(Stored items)
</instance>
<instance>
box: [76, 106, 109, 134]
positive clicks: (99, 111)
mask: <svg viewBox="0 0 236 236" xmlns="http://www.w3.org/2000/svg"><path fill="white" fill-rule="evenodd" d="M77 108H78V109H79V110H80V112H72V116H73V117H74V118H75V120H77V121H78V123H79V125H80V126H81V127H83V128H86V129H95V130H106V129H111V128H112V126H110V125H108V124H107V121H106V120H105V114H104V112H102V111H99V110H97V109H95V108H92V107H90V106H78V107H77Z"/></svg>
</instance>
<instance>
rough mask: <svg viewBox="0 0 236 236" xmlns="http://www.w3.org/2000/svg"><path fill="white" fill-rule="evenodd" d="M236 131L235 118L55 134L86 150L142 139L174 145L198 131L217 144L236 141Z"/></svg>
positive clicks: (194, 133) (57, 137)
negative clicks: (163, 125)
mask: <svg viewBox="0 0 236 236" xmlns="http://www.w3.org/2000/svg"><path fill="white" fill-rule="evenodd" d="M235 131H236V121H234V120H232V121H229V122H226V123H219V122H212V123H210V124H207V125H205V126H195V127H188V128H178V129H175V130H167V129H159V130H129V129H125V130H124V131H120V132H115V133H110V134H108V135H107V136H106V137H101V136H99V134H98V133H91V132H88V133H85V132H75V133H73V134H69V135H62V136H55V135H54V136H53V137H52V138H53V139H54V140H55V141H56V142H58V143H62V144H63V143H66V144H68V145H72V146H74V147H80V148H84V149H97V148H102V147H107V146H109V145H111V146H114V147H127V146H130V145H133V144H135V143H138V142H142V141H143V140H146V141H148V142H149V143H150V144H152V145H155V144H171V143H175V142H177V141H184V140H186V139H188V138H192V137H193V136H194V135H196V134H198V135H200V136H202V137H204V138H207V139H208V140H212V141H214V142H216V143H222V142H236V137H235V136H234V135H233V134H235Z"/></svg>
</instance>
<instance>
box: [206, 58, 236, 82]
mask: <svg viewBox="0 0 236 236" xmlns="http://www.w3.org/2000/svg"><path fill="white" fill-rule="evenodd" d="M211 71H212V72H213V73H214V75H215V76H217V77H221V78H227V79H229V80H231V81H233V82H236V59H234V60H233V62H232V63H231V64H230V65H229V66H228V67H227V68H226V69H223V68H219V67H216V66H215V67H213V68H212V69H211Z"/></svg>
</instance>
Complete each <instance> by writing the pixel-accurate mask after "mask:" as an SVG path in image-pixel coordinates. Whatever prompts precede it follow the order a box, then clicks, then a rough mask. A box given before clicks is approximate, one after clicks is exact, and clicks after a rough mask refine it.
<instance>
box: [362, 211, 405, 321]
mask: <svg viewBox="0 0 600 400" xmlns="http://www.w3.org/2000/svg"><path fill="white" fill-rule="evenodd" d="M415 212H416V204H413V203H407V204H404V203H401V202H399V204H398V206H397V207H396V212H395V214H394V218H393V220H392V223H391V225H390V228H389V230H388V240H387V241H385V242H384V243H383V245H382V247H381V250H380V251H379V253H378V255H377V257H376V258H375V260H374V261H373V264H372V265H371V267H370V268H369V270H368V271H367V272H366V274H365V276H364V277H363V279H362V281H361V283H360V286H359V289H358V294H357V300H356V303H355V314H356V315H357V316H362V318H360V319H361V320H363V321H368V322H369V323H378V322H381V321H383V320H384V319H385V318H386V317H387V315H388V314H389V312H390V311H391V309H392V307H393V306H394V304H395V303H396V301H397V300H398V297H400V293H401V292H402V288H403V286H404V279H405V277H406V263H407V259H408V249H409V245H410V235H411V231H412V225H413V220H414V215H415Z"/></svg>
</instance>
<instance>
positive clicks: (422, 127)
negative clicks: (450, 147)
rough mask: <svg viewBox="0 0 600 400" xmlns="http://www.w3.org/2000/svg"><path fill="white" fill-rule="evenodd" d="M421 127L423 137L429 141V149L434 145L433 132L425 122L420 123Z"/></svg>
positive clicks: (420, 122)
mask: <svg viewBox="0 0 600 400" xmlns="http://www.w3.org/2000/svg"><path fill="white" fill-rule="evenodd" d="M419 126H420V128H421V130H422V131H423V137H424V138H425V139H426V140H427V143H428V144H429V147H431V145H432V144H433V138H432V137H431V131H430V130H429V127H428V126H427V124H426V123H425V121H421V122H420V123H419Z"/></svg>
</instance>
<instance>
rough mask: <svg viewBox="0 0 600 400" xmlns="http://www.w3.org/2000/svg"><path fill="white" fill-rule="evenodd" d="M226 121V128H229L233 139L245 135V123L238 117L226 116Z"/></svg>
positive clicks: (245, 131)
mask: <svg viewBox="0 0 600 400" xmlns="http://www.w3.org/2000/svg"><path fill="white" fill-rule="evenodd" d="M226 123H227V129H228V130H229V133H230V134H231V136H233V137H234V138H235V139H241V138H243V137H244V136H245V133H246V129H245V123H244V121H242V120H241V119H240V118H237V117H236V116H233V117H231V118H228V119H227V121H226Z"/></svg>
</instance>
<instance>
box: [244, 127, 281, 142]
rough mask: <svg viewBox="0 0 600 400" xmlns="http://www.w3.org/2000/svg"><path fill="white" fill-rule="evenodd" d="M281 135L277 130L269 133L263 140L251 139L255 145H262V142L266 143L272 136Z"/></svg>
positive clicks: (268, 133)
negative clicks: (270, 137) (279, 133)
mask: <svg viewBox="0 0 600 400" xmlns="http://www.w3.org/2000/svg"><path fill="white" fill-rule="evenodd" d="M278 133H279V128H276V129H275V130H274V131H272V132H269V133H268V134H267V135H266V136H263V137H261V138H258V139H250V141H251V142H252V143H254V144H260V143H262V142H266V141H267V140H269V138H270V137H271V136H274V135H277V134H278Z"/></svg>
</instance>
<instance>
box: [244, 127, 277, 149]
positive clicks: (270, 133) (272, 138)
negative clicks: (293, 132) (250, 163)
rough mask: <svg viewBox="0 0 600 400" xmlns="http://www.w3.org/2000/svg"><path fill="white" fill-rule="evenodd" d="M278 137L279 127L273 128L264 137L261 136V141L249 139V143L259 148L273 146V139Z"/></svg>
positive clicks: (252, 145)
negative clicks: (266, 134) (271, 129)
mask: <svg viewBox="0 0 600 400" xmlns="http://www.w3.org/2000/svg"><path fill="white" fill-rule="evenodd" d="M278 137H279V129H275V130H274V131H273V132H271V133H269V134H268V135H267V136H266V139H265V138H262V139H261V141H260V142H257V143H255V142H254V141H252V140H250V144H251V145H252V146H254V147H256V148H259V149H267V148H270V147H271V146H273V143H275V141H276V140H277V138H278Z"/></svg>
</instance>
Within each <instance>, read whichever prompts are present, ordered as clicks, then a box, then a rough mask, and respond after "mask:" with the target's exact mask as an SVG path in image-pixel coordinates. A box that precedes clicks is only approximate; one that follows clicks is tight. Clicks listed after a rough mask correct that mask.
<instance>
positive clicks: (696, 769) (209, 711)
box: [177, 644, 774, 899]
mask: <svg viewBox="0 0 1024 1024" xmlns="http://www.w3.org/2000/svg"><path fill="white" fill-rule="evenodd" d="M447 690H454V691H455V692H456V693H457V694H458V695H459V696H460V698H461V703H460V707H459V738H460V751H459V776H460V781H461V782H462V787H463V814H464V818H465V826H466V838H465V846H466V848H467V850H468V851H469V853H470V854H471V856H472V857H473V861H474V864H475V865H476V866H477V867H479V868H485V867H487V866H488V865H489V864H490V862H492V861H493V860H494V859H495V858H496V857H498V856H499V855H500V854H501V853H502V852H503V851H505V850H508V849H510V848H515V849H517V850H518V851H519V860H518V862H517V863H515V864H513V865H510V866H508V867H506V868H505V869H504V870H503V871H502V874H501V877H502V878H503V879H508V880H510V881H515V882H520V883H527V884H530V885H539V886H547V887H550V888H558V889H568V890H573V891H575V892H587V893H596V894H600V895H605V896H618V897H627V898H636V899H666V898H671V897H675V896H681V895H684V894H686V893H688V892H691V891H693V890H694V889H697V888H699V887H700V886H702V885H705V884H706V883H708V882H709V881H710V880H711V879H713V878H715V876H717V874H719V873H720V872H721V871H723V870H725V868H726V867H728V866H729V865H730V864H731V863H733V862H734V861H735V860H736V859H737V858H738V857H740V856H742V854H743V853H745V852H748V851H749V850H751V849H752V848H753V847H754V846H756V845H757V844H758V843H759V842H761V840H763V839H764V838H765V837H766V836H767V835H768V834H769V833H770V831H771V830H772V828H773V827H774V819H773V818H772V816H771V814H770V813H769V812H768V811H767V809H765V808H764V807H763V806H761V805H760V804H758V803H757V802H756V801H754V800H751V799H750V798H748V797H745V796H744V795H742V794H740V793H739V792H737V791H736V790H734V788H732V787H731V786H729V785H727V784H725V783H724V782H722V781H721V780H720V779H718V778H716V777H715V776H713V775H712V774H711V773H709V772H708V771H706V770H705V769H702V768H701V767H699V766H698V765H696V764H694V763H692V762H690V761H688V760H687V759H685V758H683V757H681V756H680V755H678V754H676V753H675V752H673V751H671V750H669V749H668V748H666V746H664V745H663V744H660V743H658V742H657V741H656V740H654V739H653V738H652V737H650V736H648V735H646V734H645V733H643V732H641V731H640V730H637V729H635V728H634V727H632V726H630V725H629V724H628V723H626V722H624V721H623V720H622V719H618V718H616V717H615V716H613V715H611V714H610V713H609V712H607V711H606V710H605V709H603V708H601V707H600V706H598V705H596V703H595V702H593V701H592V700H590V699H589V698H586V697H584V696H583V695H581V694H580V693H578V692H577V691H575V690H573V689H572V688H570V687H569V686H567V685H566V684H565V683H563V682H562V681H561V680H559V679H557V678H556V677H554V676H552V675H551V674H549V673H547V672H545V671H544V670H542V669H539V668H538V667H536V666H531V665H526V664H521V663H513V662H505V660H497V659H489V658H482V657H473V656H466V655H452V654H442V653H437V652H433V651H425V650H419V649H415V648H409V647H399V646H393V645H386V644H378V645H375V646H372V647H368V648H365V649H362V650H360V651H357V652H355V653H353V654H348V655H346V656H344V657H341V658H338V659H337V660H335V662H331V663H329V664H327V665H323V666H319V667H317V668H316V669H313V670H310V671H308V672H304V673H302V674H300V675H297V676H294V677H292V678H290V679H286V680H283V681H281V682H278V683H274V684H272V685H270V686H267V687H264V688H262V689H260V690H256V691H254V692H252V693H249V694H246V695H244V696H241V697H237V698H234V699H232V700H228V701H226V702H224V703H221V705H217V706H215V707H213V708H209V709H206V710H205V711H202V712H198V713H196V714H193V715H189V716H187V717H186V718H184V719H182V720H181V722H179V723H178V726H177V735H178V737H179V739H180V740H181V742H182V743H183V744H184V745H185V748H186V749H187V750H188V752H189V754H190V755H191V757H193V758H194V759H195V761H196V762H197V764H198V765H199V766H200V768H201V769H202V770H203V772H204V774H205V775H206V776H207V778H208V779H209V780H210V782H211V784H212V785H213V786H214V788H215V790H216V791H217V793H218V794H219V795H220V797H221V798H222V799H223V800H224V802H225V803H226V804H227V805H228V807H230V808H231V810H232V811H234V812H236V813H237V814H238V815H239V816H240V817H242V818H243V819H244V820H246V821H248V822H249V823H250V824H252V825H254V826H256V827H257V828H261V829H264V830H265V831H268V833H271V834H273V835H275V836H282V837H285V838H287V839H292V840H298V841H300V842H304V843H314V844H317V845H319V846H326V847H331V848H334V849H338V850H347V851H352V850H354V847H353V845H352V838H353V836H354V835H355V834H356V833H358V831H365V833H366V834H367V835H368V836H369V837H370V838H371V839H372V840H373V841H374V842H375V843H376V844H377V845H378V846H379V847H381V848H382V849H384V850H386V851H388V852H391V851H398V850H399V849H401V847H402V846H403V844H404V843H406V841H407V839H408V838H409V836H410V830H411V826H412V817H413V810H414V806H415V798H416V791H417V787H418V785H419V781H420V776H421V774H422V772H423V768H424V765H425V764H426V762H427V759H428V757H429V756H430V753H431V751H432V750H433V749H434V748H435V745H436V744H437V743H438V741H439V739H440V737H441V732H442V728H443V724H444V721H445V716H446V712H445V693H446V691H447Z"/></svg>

What you will do:
Return only the lines between the one holding "positive clicks: (245, 131)" and the one holding "positive clicks: (268, 133)", inclusive, exactly as they appear above.

Result of this exercise:
positive clicks: (245, 131)
mask: <svg viewBox="0 0 600 400" xmlns="http://www.w3.org/2000/svg"><path fill="white" fill-rule="evenodd" d="M226 123H227V129H228V130H229V133H230V134H231V136H233V137H234V138H235V139H241V138H243V137H244V136H245V133H246V129H245V123H244V121H242V120H241V119H240V118H237V117H236V116H233V117H231V118H228V119H227V121H226Z"/></svg>
</instance>
<instance>
box: [244, 127, 281, 142]
rough mask: <svg viewBox="0 0 600 400" xmlns="http://www.w3.org/2000/svg"><path fill="white" fill-rule="evenodd" d="M281 135L277 130L269 133L263 140L251 139L255 145H262V142L266 143L272 136Z"/></svg>
positive clicks: (268, 133)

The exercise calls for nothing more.